→ やること:
下の資料から、「blue」という語が入っている行をひとつ残らず抜き出してください。

→ 元の資料:
═══
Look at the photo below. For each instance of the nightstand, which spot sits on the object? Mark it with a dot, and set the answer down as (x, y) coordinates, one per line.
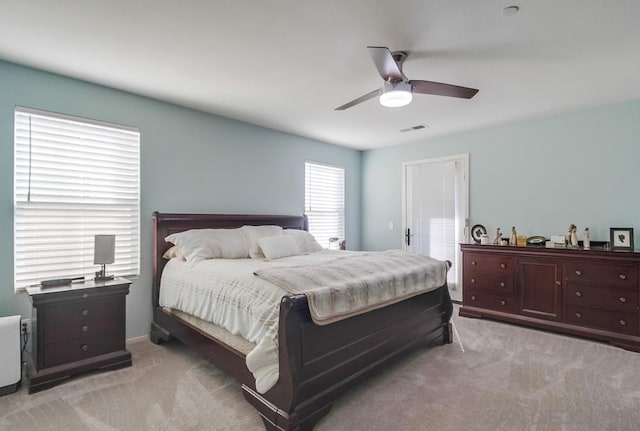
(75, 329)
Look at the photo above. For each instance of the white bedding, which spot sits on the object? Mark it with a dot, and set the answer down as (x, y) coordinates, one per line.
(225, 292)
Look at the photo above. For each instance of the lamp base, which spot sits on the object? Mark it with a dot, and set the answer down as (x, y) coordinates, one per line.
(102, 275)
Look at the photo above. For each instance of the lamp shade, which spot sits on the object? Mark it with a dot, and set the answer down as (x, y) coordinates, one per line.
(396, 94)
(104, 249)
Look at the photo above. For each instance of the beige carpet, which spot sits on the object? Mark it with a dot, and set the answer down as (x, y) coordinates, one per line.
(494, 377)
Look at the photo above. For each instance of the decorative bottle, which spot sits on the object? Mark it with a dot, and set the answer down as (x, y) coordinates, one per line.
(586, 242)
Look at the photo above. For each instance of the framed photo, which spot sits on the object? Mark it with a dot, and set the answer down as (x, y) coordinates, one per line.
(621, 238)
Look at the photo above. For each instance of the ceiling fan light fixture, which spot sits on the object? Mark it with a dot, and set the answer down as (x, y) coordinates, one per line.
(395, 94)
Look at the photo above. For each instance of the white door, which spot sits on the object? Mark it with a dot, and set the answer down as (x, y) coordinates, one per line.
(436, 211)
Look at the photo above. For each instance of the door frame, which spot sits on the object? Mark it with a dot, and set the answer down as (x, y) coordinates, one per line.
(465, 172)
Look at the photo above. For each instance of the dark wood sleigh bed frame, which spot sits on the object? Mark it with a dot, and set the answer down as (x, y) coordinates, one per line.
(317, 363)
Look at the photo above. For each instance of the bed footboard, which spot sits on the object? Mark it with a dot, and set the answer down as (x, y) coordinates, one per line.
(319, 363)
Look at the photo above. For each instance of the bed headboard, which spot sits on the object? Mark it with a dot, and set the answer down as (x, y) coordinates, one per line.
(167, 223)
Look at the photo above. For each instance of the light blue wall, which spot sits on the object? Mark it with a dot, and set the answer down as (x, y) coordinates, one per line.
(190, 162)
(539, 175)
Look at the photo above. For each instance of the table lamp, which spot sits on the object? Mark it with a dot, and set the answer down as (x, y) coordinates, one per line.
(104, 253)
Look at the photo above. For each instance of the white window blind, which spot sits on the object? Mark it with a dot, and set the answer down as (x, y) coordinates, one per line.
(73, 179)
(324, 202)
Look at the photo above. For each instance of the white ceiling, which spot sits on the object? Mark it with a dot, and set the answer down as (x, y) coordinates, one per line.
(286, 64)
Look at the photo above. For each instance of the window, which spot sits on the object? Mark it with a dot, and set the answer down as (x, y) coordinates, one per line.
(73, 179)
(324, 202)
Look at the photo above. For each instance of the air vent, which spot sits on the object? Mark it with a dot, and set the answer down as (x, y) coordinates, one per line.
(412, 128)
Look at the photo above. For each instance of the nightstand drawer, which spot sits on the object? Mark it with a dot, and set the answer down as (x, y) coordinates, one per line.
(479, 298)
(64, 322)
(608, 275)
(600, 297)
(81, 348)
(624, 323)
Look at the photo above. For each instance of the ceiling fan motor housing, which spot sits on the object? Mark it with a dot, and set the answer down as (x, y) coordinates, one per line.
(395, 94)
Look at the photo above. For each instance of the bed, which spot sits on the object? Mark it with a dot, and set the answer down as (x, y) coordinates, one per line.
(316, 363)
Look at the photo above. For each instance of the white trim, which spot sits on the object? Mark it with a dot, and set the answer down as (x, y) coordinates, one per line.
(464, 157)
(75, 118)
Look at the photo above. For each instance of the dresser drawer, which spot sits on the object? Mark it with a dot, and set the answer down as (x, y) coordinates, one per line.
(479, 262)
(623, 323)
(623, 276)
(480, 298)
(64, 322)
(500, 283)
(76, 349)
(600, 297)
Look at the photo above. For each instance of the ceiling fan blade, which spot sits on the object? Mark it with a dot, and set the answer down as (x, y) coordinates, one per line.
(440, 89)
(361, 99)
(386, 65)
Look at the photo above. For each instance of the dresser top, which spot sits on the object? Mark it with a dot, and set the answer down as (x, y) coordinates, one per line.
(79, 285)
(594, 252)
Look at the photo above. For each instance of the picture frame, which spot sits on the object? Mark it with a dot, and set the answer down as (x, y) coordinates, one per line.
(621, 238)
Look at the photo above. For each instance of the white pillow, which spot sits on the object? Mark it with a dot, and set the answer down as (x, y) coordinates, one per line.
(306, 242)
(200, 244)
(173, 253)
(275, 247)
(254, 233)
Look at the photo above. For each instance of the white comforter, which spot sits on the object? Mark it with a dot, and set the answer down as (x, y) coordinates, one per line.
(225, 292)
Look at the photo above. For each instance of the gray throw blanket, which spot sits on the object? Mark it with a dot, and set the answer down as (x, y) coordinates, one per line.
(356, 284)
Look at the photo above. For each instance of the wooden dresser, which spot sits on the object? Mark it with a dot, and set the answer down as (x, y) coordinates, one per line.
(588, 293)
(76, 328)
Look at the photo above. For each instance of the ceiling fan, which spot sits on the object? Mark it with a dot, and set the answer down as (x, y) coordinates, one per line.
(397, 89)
═══
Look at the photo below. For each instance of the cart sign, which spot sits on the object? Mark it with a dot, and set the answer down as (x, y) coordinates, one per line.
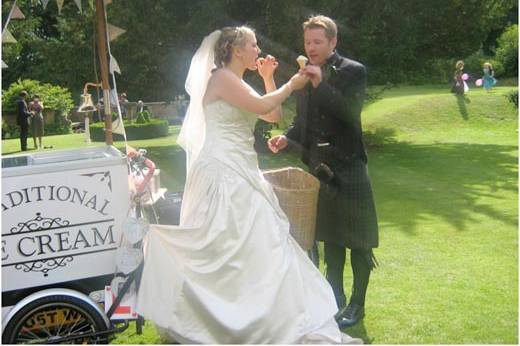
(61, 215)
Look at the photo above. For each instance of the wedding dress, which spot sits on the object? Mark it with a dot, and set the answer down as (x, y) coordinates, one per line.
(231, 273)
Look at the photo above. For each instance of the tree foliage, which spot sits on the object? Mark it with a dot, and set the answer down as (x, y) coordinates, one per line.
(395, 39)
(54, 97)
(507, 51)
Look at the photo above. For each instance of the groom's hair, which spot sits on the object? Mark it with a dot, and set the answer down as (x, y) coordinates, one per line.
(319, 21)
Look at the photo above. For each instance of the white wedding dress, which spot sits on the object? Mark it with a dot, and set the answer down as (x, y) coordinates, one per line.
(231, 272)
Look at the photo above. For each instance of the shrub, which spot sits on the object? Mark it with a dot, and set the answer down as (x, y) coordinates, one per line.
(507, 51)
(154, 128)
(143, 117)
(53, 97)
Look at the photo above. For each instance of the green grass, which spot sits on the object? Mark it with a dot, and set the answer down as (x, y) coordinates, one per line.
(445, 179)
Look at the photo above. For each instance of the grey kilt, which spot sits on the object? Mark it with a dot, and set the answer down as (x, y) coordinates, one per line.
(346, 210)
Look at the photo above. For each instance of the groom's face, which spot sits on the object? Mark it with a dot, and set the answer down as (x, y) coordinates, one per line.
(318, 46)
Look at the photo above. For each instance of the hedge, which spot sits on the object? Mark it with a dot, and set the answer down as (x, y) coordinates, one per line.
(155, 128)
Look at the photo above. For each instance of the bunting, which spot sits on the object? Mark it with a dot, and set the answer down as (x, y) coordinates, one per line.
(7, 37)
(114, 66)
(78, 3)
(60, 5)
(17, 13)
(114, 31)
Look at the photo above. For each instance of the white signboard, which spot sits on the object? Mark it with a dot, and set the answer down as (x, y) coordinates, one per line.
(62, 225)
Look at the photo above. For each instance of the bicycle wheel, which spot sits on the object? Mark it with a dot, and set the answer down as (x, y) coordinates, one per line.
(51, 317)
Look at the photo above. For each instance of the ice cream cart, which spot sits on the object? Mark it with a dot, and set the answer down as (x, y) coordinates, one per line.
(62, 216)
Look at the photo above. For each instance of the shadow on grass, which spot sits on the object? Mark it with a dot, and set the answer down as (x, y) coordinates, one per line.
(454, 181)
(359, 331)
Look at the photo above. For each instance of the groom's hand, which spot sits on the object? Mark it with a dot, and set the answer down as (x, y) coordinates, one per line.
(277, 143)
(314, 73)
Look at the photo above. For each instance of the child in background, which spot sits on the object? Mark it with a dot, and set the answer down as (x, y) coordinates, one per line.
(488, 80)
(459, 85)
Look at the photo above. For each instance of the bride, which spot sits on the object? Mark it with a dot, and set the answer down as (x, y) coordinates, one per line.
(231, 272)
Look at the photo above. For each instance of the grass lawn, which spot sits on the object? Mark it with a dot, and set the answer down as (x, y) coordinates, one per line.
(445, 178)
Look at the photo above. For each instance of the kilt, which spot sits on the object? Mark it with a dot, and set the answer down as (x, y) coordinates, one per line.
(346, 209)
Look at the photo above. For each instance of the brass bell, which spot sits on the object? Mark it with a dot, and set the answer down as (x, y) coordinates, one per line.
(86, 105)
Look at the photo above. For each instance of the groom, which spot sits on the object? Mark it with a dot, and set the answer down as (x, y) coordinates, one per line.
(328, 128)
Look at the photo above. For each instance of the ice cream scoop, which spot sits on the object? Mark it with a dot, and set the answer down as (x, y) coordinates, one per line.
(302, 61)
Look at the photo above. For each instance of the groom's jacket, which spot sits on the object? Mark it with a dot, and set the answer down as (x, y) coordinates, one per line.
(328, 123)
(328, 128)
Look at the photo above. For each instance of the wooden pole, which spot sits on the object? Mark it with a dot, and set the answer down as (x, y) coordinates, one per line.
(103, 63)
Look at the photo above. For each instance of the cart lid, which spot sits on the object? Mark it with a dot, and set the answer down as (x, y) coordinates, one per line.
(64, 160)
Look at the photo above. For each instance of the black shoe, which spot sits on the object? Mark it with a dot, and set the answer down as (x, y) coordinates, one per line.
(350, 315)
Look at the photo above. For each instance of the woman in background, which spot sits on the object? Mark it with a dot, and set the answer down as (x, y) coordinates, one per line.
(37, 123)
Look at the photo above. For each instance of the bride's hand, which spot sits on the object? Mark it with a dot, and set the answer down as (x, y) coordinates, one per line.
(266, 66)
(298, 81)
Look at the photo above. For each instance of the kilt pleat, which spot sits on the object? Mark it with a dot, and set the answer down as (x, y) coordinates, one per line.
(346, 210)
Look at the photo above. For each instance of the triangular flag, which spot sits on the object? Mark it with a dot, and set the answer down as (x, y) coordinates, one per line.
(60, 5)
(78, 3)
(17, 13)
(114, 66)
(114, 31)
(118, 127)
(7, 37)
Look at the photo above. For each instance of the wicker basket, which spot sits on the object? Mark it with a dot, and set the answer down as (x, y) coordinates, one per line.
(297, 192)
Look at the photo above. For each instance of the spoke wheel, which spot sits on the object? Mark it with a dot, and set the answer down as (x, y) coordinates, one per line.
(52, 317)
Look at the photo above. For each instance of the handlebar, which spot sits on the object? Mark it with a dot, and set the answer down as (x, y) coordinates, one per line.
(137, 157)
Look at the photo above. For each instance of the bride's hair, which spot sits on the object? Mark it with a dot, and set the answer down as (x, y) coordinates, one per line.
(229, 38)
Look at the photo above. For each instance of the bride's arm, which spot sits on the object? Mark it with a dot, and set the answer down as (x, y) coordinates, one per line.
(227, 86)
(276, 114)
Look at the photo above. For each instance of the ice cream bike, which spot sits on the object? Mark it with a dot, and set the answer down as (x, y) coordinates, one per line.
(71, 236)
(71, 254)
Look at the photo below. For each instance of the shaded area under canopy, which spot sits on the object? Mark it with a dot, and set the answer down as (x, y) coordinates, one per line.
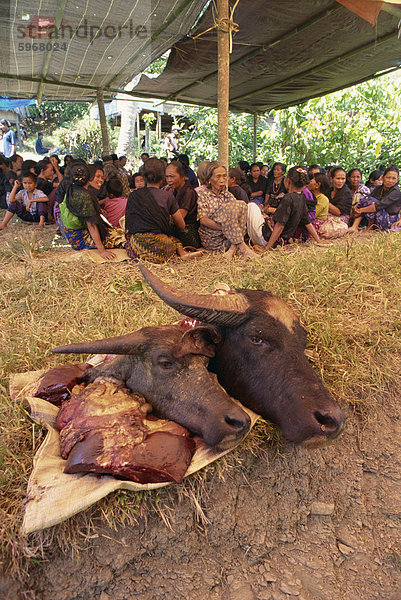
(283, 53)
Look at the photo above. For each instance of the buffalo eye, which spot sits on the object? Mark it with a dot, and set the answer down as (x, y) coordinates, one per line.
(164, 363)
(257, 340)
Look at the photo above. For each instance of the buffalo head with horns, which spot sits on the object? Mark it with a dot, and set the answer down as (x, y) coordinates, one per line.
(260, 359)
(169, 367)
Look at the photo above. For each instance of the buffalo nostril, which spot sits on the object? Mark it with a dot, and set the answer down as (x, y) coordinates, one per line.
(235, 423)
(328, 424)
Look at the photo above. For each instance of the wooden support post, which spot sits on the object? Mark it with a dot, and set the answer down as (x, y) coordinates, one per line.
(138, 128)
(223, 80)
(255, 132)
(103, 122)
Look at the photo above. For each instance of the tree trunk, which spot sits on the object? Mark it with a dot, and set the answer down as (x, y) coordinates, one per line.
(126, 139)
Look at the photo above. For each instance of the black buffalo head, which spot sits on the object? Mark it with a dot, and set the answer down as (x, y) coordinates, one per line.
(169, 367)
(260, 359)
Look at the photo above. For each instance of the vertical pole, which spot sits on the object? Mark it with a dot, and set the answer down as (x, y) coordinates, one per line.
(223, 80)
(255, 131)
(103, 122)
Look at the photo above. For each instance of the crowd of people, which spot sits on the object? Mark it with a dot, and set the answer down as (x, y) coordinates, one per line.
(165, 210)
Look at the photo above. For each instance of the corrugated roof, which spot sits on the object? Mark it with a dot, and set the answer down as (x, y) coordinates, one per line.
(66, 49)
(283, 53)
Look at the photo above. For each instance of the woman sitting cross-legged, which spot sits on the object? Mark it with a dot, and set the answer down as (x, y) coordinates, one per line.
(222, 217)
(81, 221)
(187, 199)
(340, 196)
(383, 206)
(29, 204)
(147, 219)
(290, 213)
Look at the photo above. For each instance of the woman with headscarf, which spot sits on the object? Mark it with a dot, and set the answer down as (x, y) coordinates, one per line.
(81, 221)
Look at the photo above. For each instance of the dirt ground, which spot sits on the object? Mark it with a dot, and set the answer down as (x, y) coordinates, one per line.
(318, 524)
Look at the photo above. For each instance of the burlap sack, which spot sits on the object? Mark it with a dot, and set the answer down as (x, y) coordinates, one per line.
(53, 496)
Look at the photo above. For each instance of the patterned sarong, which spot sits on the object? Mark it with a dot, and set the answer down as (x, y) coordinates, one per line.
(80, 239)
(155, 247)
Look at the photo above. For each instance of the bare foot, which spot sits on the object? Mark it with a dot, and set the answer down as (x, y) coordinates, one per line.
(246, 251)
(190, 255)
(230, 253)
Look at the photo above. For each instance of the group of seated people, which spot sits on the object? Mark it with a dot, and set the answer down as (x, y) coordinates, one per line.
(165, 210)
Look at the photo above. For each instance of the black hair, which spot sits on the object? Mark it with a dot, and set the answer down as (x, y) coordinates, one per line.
═══
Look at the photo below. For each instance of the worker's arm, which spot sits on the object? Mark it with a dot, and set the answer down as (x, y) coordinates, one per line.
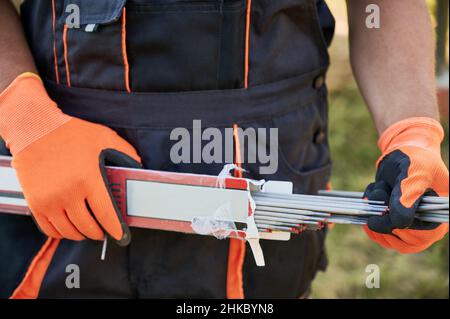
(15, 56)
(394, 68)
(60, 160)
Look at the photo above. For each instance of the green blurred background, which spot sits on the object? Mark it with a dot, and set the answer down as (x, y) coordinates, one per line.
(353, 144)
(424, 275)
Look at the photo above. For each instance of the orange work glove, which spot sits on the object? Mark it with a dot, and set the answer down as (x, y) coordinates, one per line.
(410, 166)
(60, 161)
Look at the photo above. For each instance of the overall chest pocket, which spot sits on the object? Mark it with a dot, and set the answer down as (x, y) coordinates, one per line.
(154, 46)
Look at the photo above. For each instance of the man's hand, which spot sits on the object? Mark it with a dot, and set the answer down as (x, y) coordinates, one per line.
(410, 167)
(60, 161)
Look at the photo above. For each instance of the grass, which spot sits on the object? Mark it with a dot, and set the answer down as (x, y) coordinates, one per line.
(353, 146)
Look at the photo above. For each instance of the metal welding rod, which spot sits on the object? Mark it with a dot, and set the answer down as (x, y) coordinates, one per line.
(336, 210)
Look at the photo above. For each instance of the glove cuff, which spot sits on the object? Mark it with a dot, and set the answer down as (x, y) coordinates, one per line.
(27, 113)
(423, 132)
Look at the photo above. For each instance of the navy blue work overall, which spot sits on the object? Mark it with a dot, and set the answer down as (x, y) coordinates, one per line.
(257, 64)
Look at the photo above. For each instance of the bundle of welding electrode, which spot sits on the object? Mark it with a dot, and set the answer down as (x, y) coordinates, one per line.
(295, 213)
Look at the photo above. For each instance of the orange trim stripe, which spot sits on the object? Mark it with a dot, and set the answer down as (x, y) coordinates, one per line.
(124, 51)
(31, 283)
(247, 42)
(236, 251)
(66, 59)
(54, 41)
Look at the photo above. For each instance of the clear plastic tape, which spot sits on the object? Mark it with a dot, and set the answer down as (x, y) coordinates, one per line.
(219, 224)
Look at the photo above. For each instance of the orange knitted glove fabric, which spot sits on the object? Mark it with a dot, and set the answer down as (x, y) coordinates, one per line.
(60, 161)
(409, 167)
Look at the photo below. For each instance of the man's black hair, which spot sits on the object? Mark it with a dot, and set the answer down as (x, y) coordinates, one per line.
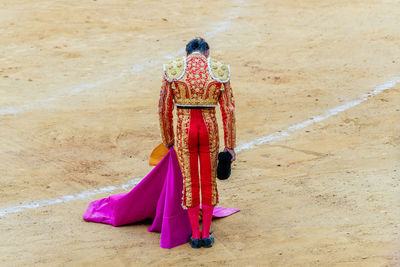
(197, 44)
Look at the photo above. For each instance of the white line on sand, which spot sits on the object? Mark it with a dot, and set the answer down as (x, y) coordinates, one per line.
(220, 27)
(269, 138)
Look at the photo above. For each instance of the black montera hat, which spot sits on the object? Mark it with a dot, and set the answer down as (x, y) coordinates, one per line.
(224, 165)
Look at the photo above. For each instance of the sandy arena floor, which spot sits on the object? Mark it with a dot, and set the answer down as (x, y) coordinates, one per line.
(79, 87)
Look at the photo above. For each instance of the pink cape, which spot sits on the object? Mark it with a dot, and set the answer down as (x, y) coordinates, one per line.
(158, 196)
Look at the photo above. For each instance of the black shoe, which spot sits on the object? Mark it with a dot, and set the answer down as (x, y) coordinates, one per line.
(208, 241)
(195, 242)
═══
→ 解答例:
Look at the photo above. For each instance of the light blue wall, which spot sits on the object? Mark it with a dot, and set the answer down as (x, y) coordinates, one per line.
Look at the photo above. For each instance of the navy blue work overall, which spot sits on the object? Mark it with a dot, and set the answer down as (x, y) coordinates, one per line.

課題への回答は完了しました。